> Task details:
After finding the line with "out the red" in the entries below, copy that line and each one after it exactly, through the last line, and omit pictures.

Stored dataset items:

┄┄┄┄┄┄┄┄┄┄┄┄┄┄┄┄┄┄┄┄

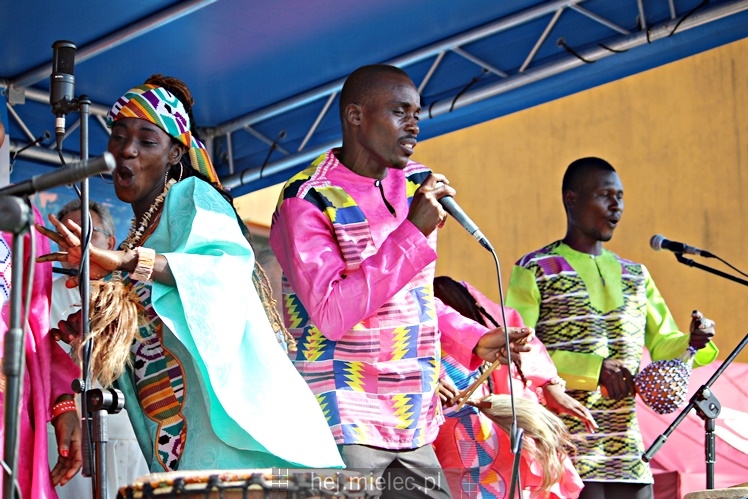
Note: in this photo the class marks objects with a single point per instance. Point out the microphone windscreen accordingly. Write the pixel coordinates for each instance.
(656, 242)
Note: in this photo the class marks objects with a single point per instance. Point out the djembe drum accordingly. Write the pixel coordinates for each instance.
(252, 484)
(663, 385)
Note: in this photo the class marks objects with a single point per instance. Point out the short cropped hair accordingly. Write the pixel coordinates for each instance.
(578, 169)
(362, 83)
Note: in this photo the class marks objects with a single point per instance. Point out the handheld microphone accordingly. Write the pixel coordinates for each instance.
(69, 174)
(658, 242)
(450, 206)
(62, 84)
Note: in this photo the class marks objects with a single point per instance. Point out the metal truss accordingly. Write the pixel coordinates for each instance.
(316, 104)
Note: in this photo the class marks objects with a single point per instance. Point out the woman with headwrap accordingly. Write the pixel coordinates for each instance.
(177, 321)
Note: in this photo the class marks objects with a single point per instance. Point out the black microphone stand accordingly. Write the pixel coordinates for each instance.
(95, 403)
(516, 434)
(17, 219)
(703, 400)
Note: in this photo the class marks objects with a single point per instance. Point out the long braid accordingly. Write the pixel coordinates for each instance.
(178, 172)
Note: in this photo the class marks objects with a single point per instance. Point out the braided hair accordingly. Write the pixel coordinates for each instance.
(458, 297)
(181, 171)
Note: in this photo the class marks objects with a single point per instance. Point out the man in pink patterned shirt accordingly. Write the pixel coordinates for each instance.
(355, 236)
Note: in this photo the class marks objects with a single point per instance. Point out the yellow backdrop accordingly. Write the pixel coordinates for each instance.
(678, 136)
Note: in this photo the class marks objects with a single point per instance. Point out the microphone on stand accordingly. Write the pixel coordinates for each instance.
(62, 85)
(516, 433)
(450, 206)
(658, 242)
(64, 175)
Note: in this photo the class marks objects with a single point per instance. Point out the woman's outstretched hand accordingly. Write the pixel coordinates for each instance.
(102, 262)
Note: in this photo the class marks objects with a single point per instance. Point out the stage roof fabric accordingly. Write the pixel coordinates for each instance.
(266, 75)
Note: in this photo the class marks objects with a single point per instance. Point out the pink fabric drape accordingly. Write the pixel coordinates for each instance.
(49, 372)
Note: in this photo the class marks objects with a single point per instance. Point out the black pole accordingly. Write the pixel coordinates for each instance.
(704, 401)
(14, 355)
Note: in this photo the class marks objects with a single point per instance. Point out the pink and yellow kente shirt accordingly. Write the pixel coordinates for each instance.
(358, 297)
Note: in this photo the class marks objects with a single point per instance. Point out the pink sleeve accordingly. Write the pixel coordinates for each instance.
(62, 370)
(459, 335)
(304, 243)
(537, 365)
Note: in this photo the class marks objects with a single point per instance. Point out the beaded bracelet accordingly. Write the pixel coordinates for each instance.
(146, 261)
(64, 406)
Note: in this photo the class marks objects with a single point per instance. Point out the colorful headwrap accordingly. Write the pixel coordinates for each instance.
(163, 109)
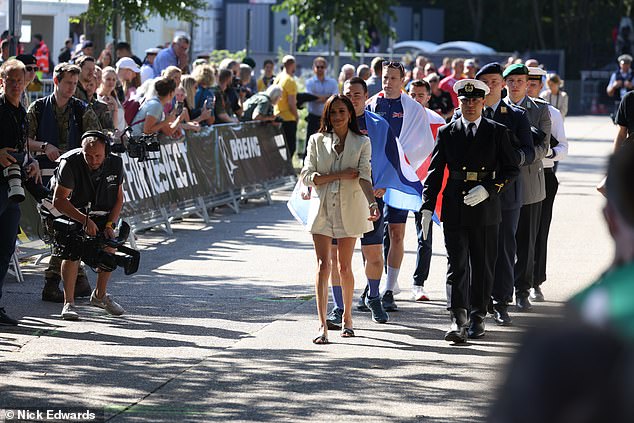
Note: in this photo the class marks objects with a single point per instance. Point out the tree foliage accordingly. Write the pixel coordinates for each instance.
(351, 20)
(137, 12)
(582, 28)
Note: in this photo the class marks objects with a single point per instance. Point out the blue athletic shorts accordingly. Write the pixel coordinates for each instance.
(393, 215)
(375, 236)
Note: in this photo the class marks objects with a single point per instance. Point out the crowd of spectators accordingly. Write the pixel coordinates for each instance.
(123, 90)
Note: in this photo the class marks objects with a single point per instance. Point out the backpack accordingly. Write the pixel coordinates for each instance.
(130, 108)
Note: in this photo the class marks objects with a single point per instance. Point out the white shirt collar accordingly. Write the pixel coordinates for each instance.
(495, 106)
(466, 123)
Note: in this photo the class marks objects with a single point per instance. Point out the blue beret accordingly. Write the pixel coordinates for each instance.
(490, 68)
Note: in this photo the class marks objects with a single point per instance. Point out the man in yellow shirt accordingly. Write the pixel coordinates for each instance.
(286, 108)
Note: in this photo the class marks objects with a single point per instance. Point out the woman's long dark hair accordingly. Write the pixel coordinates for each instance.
(326, 126)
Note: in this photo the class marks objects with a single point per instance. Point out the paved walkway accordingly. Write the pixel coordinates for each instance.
(220, 319)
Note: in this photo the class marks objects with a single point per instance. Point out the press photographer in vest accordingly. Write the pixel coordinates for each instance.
(12, 142)
(88, 190)
(55, 124)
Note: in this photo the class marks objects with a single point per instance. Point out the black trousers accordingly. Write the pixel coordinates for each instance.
(423, 251)
(289, 128)
(526, 237)
(541, 244)
(313, 123)
(504, 266)
(471, 256)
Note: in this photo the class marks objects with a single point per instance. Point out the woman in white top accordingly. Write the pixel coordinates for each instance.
(151, 119)
(337, 167)
(107, 94)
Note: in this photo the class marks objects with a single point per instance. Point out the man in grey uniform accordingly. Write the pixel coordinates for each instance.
(532, 176)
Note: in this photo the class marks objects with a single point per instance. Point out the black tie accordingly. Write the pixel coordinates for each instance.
(470, 129)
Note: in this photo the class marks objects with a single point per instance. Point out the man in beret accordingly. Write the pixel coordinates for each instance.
(513, 117)
(482, 163)
(30, 64)
(532, 180)
(621, 80)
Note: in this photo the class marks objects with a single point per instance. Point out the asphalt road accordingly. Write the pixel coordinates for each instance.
(220, 320)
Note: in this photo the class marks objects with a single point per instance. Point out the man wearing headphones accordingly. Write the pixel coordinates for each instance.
(88, 190)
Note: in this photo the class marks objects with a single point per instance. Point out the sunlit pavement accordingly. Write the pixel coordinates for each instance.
(220, 320)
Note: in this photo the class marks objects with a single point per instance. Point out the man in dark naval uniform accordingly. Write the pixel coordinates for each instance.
(481, 162)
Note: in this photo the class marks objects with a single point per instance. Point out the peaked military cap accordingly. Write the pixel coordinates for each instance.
(516, 69)
(471, 88)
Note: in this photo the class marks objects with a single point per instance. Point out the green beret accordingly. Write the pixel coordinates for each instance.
(516, 69)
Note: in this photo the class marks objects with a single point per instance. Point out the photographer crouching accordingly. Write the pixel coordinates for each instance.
(13, 156)
(88, 190)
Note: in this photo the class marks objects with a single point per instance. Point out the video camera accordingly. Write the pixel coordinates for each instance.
(71, 241)
(138, 147)
(18, 180)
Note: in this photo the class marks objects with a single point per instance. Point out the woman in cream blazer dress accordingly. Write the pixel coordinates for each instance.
(337, 167)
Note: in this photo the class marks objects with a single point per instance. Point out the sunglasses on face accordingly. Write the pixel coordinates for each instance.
(395, 65)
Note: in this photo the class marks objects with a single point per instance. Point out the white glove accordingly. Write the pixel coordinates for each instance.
(425, 222)
(476, 195)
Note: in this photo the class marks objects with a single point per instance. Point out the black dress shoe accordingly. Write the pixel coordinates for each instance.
(458, 336)
(537, 295)
(501, 317)
(457, 333)
(6, 320)
(476, 329)
(523, 303)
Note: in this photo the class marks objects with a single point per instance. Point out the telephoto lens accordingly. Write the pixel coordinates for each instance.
(13, 175)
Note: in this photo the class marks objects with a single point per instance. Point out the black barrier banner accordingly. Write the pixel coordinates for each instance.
(216, 160)
(163, 182)
(252, 153)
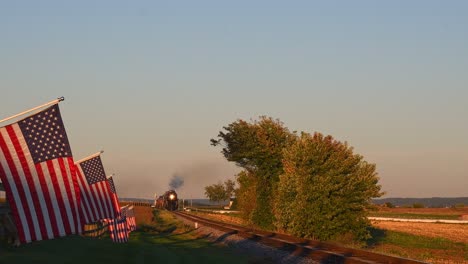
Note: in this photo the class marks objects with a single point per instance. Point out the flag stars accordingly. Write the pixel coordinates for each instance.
(45, 135)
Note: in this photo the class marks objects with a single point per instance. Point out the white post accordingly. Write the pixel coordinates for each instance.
(56, 101)
(90, 157)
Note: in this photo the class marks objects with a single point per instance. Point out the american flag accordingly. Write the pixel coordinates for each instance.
(118, 229)
(38, 172)
(96, 196)
(128, 212)
(115, 198)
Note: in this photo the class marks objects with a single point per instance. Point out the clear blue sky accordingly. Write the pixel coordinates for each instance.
(150, 82)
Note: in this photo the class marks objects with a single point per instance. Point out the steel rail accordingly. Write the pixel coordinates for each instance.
(316, 250)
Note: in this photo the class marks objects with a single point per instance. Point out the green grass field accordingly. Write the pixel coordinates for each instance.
(432, 250)
(164, 241)
(414, 216)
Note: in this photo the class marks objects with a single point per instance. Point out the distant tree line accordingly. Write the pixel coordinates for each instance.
(309, 185)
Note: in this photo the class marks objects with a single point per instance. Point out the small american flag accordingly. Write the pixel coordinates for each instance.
(96, 196)
(115, 198)
(38, 172)
(118, 229)
(128, 212)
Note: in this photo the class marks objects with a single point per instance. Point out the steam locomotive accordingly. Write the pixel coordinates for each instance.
(167, 201)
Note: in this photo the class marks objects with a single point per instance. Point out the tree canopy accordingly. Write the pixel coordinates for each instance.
(310, 185)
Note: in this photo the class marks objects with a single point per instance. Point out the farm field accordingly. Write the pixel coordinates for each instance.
(421, 213)
(159, 239)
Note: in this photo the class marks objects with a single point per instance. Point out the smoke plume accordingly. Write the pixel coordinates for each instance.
(176, 182)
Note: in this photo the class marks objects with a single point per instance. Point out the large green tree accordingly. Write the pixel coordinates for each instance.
(257, 148)
(216, 192)
(325, 189)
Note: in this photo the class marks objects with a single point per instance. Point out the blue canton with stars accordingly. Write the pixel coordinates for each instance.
(45, 135)
(93, 170)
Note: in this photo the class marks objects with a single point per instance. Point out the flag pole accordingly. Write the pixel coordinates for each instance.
(90, 157)
(56, 101)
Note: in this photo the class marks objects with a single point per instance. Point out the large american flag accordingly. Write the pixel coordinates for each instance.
(96, 196)
(38, 172)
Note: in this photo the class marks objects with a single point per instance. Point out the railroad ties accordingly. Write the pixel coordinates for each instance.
(313, 249)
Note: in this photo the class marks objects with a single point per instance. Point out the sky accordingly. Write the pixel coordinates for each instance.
(151, 82)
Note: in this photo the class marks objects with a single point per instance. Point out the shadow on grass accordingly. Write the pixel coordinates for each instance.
(377, 236)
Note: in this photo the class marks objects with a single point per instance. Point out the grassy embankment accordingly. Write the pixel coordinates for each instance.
(402, 244)
(162, 239)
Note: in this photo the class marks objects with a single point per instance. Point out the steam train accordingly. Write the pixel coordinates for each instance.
(167, 201)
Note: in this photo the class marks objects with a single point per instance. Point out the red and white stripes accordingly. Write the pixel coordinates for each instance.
(97, 199)
(118, 229)
(45, 197)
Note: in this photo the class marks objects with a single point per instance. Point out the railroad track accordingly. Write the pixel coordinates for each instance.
(315, 250)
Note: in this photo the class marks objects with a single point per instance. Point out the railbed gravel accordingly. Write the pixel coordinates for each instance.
(260, 253)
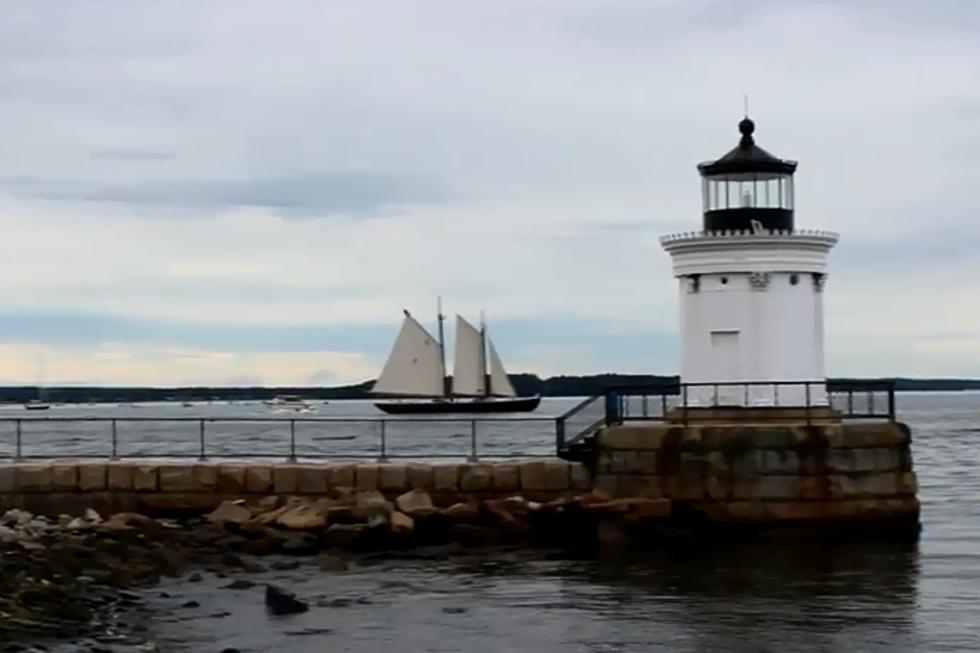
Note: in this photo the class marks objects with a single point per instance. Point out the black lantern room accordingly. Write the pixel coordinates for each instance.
(747, 188)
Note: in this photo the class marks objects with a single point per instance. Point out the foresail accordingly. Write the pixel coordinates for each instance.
(469, 376)
(500, 385)
(414, 366)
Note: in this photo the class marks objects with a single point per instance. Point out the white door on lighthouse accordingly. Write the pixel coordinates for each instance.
(727, 366)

┄┄┄┄┄┄┄┄┄┄┄┄┄┄┄┄┄┄┄┄

> Task result:
Note: in this photo the class marks objects with a single point per instance. Point out the red and white stripes accordingly. Write the pixel coordinates for each instance.
(97, 199)
(118, 229)
(45, 197)
Note: in this photo the class marks objects with a single point per instance. Point out the railroad track accordingly. Write the pixel coordinates for each instance.
(315, 250)
Note: in this photo the class marks objects with a single point per instance. Point out the railbed gravel accordingly. Write the pixel coordinates for each instance.
(260, 253)
Note: in this photo the class marks objects with a single point per instance. Point out the black lantern room accordingly. Write the pixel coordinates for each instance.
(747, 188)
Note: in this photo the class marks objects with a single point per instance. Point out the foresail accordingly. Write the pixel coordinates for each instance.
(469, 376)
(500, 385)
(414, 366)
Note: in this photo the class marks objects with a single point per instance. Point out the white door on lighthouse accordingly. Write the pixel coordinates for each instance.
(727, 366)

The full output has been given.